__WORK ORDER__
Retype the records exactly, with nothing added or dropped.

__SUPPLIED DATA__
------------------------------------------------------------------------

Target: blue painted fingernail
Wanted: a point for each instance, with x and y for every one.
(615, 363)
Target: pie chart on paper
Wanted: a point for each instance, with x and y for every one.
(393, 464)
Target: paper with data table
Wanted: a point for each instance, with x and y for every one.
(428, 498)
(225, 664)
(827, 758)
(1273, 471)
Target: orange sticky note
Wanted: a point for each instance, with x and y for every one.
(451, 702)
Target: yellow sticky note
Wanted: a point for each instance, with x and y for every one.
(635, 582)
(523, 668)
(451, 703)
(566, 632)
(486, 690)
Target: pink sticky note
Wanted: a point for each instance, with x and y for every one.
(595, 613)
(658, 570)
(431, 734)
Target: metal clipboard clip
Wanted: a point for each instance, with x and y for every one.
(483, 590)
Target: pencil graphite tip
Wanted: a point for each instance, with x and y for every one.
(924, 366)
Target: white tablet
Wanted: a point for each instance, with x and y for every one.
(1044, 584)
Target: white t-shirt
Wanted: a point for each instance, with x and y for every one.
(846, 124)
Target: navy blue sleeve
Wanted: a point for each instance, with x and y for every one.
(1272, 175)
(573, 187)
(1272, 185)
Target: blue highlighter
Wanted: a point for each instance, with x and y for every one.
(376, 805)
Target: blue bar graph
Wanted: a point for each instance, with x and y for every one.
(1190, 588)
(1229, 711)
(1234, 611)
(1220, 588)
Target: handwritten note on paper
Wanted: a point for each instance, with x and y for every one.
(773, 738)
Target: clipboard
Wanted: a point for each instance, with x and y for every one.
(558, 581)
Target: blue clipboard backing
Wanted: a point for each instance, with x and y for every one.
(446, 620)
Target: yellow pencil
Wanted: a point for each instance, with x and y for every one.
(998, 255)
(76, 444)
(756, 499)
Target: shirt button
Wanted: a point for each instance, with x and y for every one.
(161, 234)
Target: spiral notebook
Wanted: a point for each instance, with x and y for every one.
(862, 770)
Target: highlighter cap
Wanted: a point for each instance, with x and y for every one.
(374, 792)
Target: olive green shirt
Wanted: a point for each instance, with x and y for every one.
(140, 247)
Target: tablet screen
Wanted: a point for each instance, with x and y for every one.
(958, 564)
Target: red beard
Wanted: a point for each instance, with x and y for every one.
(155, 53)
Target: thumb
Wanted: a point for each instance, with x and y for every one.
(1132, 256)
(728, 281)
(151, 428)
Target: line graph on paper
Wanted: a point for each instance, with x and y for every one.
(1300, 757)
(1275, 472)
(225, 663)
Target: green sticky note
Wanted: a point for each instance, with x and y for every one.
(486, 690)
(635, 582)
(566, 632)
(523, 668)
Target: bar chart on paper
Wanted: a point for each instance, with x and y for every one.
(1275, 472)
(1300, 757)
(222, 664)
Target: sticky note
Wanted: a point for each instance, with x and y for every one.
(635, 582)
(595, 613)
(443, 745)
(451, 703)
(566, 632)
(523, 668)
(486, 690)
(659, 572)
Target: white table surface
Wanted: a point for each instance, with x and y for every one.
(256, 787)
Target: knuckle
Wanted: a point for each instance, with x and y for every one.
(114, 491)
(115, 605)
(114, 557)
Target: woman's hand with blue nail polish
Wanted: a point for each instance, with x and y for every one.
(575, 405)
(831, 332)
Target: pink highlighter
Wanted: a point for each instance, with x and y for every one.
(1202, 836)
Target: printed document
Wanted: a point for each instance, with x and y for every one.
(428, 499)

------------------------------------------------------------------------

__RESULT FOR THIS EXERCISE__
Target: blue painted fingernail
Wanted: a point for each instance, with x and y for every one.
(615, 363)
Target: pie chart on paper
Wanted: a point for each instance, with x and y for every one.
(393, 464)
Target: paper with data table
Wanted: a point for each instance, with x and y for every one.
(428, 498)
(225, 664)
(827, 758)
(1273, 471)
Target: orange sticky note
Wanted: a point for each instance, with x and y for every one.
(451, 702)
Target: yellow sticky note
Wanted: a point for each instance, with x and y for every one.
(635, 582)
(523, 668)
(451, 703)
(566, 632)
(486, 690)
Target: pink sticky note
Wanted: a point for each instance, with x and y for every one.
(595, 613)
(658, 570)
(431, 734)
Target: metal clipboard clip
Wanted: a point for each instance, with x and y for every one.
(483, 590)
Target: pencil graphite tip
Wanted: a point for each instance, with x and y for every one.
(924, 366)
Target: white tablet
Wanted: a point for each instance, with x and y for every one.
(1044, 584)
Target: white t-shirt
Wanted: a point for each instance, with x and y for every one.
(846, 124)
Target: navy blue sleeve
Wanted: a point for each instance, with x and y for every one.
(1272, 175)
(573, 187)
(1272, 185)
Target: blue highlighter
Wanted: a point for each instance, with x and y for every one.
(376, 805)
Target: blue bar graph
Wanted: a point for each instance, with x and y for every one.
(1190, 588)
(1229, 711)
(1234, 611)
(1220, 588)
Target: handwritten note on paper
Wanted: a point for each instance, with x and y for every one.
(773, 738)
Target: clipboard
Wanted: a point for each instance, with x and y for every one.
(558, 581)
Target: blue clipboard backing
Wanted: a point for each instance, with x and y for every one.
(446, 620)
Target: yellow pencil
Wanted: a point for each instance, with x and y for every one.
(998, 255)
(76, 444)
(756, 499)
Target: shirt button
Wanted: a point for each instance, with x and y for every one.
(161, 234)
Target: spiral notebook
Wanted: a point for each instance, with x and y for every one.
(862, 770)
Target: highlighter cap
Wanted: a point for each instance, with x and y for every one.
(374, 792)
Target: olive green shirt
Wanted: a point for each instance, with x and y for every one.
(140, 247)
Target: tablet screen
Wanted: a point for each instance, with x and y for every one.
(958, 564)
Target: red beard
Wanted: a point for each instance, with x and y for every one.
(155, 53)
Target: thumb
Wanted: a point for each instance, with x and y for every one.
(1132, 256)
(728, 281)
(151, 428)
Target: line graph on paper
Wanted: a point for each instance, with x and y for every one.
(1300, 757)
(1275, 472)
(225, 663)
Target: green sticky note
Wanted: a point for each instance, with x and y for every one.
(486, 690)
(635, 582)
(566, 632)
(523, 668)
Target: bar chart on paper
Wanted: a point for each instance, with x and y for every one.
(1275, 472)
(1300, 757)
(222, 664)
Target: sticky note
Wanted: a point for each instance, with x and y for every one.
(635, 582)
(595, 613)
(443, 745)
(451, 703)
(566, 632)
(523, 668)
(486, 690)
(659, 572)
Target: white table surface
Wanted: a point for each instance, with x and y for every one.
(256, 787)
Target: knuckle
Wanted: a point for each instance, with x and y for every one.
(114, 491)
(115, 605)
(114, 557)
Target: woman's hand with blue nail polish
Wanted: a point for each instance, with x and y for every one.
(575, 405)
(831, 332)
Target: pink highlighter
Wanted: a point for each instance, with x and y for every one.
(1202, 836)
Target: printed document
Wanted: a point for each instance, with x and y for every one.
(428, 499)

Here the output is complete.